**EXCERPT TO READ**
# Windows 10 Time Limit To Downgrade To Windows 7 Or Windows 8.1



## flavallee (May 12, 2002)

If you decide you don't want or don't like Windows 10 and you want to downgrade to Windows 7 or Windows 8.1, you have 30 days from the upgrade date to do it, or else you'll need to do a clean reinstall.

You can read about it here.

http://news.softpedia.com/news/wind...rade-after-installing-windows-10-488323.shtml

http://news.softpedia.com/news/how-...back-to-windows-7-or-windows-8-1-488317.shtml

---------------------------------------------------------------------


----------



## TheShooter93 (Jul 10, 2008)

Huh, good to know. Thanks, *flavallee*.


----------



## flavallee (May 12, 2002)

I wasn't sure if the final July 29th release of Windows 10 would allow someone to go back to Windows 7 or Windows 8.1 like the preview release of Windows 10 does.

I predict a lot of people will be wanting to go back. 

-----------------------------------------------------------


----------



## Hamphoeby (Jun 23, 2015)

My understanding is downgrade option be available only for one month since installing Windows 10, not windows 10 release.

**INSTRUCTIONS**
[1] Decide whether each statement agrees with the thread on downgrading from Windows 10, answering yes or no and quoting the words that settle it: (a) The downgrade has to be done within 30 days of the upgrade. (b) flavallee was certain the final July 29th release would allow a return to Windows 7 or Windows 8.1. (c) Hamphoeby says the one-month period counts from the Windows 10 release.
[2] Write the next post in the thread on downgrading from Windows 10, following Hamphoeby's reply.
The listing after this point is separate material with no connection to the thread.

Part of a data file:

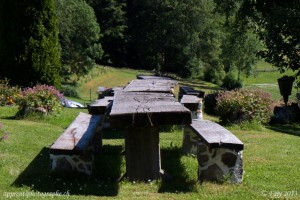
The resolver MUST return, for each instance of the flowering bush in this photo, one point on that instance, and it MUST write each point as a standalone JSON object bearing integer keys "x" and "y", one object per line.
{"x": 41, "y": 98}
{"x": 8, "y": 94}
{"x": 244, "y": 105}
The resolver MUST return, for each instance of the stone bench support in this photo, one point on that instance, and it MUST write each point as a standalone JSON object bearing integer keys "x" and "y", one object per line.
{"x": 219, "y": 152}
{"x": 74, "y": 150}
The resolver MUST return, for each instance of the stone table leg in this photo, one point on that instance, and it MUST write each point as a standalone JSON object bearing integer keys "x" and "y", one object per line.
{"x": 142, "y": 153}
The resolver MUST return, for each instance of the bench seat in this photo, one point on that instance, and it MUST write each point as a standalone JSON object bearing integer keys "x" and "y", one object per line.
{"x": 219, "y": 152}
{"x": 100, "y": 106}
{"x": 74, "y": 149}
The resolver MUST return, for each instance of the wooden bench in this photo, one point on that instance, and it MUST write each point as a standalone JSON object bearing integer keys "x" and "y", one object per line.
{"x": 100, "y": 106}
{"x": 218, "y": 151}
{"x": 74, "y": 149}
{"x": 185, "y": 90}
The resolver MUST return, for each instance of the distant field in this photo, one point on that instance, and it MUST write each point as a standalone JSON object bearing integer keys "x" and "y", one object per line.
{"x": 265, "y": 78}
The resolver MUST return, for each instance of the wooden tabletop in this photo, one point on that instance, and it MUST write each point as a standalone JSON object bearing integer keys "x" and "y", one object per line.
{"x": 187, "y": 99}
{"x": 150, "y": 85}
{"x": 147, "y": 108}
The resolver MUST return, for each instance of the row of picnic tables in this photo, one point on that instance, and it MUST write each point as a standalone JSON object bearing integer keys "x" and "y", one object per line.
{"x": 141, "y": 107}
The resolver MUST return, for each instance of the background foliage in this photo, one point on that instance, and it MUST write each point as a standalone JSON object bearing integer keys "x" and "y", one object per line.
{"x": 79, "y": 36}
{"x": 28, "y": 42}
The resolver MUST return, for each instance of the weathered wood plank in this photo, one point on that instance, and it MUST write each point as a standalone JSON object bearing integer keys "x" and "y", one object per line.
{"x": 151, "y": 86}
{"x": 100, "y": 106}
{"x": 215, "y": 135}
{"x": 147, "y": 108}
{"x": 185, "y": 90}
{"x": 77, "y": 137}
{"x": 190, "y": 99}
{"x": 145, "y": 77}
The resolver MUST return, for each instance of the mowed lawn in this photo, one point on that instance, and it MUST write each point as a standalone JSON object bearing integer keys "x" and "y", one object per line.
{"x": 271, "y": 159}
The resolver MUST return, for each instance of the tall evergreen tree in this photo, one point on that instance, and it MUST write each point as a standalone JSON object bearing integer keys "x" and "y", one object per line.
{"x": 79, "y": 36}
{"x": 29, "y": 51}
{"x": 111, "y": 15}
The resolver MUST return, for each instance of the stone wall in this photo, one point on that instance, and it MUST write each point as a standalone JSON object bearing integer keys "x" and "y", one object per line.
{"x": 219, "y": 164}
{"x": 72, "y": 163}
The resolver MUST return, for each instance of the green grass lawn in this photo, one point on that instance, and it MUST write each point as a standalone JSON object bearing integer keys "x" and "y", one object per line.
{"x": 271, "y": 159}
{"x": 266, "y": 79}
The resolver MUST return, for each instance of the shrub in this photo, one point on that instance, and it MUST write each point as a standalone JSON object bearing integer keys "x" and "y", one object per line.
{"x": 244, "y": 105}
{"x": 41, "y": 98}
{"x": 231, "y": 83}
{"x": 8, "y": 94}
{"x": 210, "y": 103}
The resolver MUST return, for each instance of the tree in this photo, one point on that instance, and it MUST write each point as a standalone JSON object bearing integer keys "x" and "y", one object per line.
{"x": 29, "y": 51}
{"x": 277, "y": 25}
{"x": 164, "y": 35}
{"x": 79, "y": 36}
{"x": 111, "y": 15}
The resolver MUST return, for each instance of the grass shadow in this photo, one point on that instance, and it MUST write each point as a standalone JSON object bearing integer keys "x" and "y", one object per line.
{"x": 176, "y": 179}
{"x": 38, "y": 176}
{"x": 109, "y": 133}
{"x": 291, "y": 129}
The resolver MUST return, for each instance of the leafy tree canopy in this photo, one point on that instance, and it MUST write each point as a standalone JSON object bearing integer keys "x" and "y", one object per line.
{"x": 79, "y": 36}
{"x": 277, "y": 24}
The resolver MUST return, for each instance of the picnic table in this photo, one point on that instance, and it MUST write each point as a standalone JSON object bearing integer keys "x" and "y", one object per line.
{"x": 141, "y": 108}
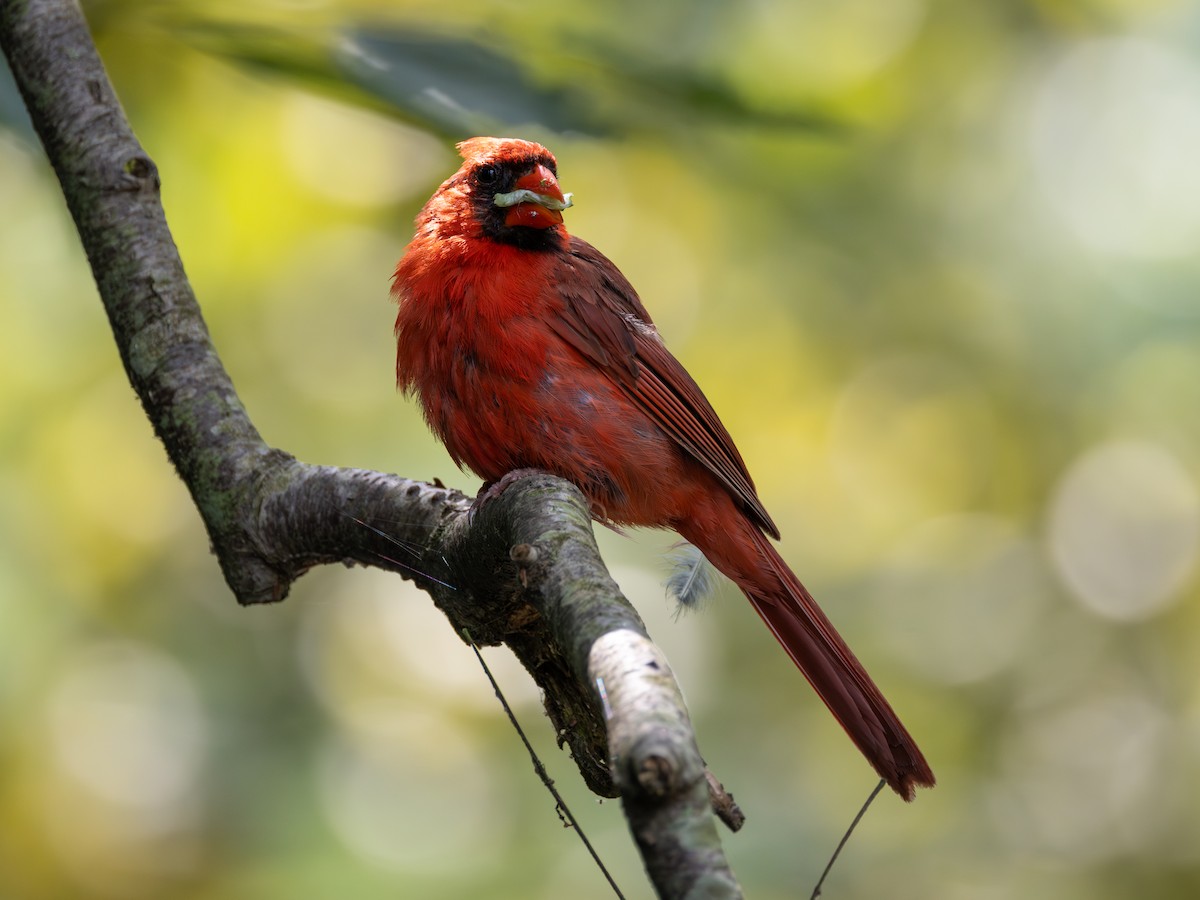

**RESPONSES FOR EACH TASK**
[1]
(a) Yes: "you have 30 days from the upgrade date to do it"
(b) No: "I wasn't sure if the final July 29th release of Windows 10 would allow someone to go back to Windows 7 or Windows 8.1"
(c) No: "only for one month since installing Windows 10, not windows 10 release"

[2]
----------



## deubanks (Nov 5, 2000)

I upgraded an Acer notebook from 8.1 to 10 and like 10 better but does anyone know why, in the downgrade to the previous version, it says go back to win 7?

This pc came with win 8.1 and has never had win 7 on it.


----------



## dustyjay (Jan 24, 2003)

I have now got 3 laptops upgraded. 2 from 8.1 and one from Win 7 Ultimate. the 2 newer laptops both say Downgrade to 8.1 and the third does say win 7,


----------



## deubanks (Nov 5, 2000)

I found the way to go back to win 8.1.
I was looking in control panel and it had an option that said backup and restore win 7. I don't know what that is for.

The revert back to 8.1 is in windows defender and since I had Avast installed, windows defender could not be turned on. 
I uninstalled Avast and win defender turned on and popped up. That is where I found revert to 8.1.


----------



## dustyjay (Jan 24, 2003)

There is only one computer tin my house that may be downgraded back to Win8.1, but the wife says she is beginning to get used to it so that may not happen. Unless of course Win 10 just turns totally bad (I doubt that) But then I have complete backup hdds with the system intact. Just swap the drive and I am back to before win 10.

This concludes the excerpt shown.